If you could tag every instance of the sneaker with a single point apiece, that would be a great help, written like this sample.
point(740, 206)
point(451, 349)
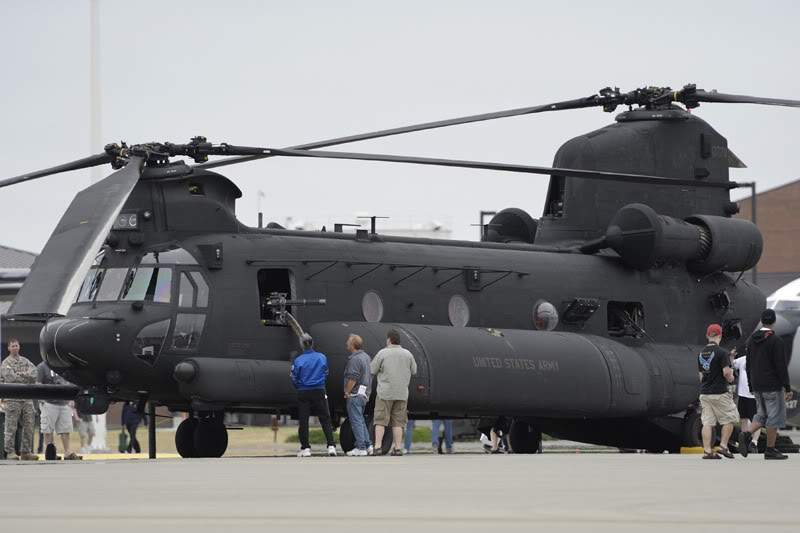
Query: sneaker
point(744, 442)
point(772, 453)
point(725, 452)
point(355, 452)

AIM ▸ Copy the lines above word for word, and leave out the pictures.

RESULT OF THIS TASK ▸
If you could tag every instance of the sneaker with a single point apiece, that would be a great help, written like this sample.
point(740, 206)
point(451, 349)
Query: sneaker
point(744, 442)
point(772, 453)
point(725, 452)
point(355, 452)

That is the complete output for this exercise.